# Selected extract
-- Opening Marker --

The point of this recognition is not to lambast the hypocrisy of individuals or to find new bad guys within the ranks of the good. It is, rather, to begin any discussion with a fundamental recognition of our contingency. In fact, it would be pretty hard to find a humanities faculty member at Berkeley who does not have some kind of interdependent relationship with Hoover’s treasury secretary (that would be Andrew Mellon). The critical humanities teach us that there is no pure position, that psychic allegiance is as mixed as the economies that we inhabit. It teaches us that it is precisely because of this impurity that we need to attend to the complexities of our predicaments with that much more care. It means asking ourselves to stay vigilant both about the source and the goals of our funding. In fact, if we lose our distinctively public character, we will no doubt lose stalwart supporters and alumni who believed in our university’s mission. Because private donation has supported core values of equal access, intellectual risk, and artistic imagining, I do not equate philanthropy with “privatization” tout court. That said, if our funding (whether philanthropic, regular revenue, grant supported, or state-derived) radically unbalances the playing field, then our ability to support the heterogeneous pursuits of a full-service liberal arts research university are put at risk. The great and diverse “we” that is the University of California will be threatened if our funding streams create more impulses to separate “mine” from “yours.”
The University, like other social institutions nationally and internationally, operates in a mixed economy; our ability to advance the core values of our mission—access, equality, critique, experimentation, democratic citizenship—will only come with an open investigation of how we are constrained and enabled by the private and public funding on which we already depend. With care and rigor, we will put ourselves at the forefront of a much larger international discussion on the future of the social. With care and rigor, we will contribute to that imagining by maintaining a research university in perpetual pursuit of the unanswered question.
Shannon Jackson is Chair and Professor of Theater, Dance and Performance Studies and Professor of Rhetoric at UC Berkeley. She is currently working on a book entitled Social Works: The Infrastructural Politics of Performance.

-- Closing Marker --

# Task to complete
Answer these questions using the passage on university funding above:
1. Who does the passage name as Hoover's treasury secretary?
2. Which core values of the University's mission does the passage list?
3. What is the title of the book Shannon Jackson is currently working on?

Point localization data
-- Opening Marker --

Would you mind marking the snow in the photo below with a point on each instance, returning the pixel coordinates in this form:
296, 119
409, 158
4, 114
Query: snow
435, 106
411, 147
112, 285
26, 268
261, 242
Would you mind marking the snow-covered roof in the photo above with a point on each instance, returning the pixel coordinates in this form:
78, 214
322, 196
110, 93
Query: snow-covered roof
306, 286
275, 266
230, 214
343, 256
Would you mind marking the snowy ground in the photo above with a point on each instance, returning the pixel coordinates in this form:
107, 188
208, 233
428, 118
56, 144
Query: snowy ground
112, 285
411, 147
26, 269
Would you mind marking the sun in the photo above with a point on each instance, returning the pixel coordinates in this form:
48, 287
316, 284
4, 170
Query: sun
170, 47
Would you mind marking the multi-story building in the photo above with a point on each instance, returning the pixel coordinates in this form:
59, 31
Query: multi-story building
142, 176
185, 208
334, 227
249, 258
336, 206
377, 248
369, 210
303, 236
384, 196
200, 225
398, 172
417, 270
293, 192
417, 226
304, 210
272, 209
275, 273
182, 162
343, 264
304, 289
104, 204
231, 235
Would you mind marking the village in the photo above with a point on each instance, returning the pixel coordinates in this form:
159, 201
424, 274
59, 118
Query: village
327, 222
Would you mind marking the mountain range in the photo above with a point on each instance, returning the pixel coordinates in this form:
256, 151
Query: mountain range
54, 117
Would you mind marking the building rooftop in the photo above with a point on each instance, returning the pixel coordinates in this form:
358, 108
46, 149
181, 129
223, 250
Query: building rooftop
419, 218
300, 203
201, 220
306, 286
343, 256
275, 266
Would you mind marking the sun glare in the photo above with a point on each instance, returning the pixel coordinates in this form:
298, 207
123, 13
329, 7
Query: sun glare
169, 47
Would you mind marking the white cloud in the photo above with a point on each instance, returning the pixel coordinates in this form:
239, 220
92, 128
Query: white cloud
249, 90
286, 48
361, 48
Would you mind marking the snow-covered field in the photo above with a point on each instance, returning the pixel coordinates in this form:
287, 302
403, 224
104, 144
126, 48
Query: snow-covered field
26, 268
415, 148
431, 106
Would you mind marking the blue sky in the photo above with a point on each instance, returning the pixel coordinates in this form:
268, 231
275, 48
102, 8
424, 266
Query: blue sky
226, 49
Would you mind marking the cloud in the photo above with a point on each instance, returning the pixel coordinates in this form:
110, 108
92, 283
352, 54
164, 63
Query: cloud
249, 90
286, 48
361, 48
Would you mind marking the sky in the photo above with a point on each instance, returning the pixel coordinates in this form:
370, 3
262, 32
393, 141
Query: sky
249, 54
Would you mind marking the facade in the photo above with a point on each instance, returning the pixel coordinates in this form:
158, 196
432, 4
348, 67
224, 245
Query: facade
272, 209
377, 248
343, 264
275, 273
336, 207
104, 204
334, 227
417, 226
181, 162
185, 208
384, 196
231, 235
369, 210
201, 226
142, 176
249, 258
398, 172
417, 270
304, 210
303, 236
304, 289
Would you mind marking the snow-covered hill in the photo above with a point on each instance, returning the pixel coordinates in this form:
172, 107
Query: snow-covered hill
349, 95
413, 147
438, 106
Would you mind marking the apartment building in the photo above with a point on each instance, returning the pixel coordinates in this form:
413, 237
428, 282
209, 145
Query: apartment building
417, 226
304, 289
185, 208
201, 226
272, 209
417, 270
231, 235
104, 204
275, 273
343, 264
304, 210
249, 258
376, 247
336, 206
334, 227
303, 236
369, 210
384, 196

-- Closing Marker --

# Response to the exercise
1. Andrew Mellon
2. Access, equality, critique, experimentation, and democratic citizenship
3. Social Works: The Infrastructural Politics of Performance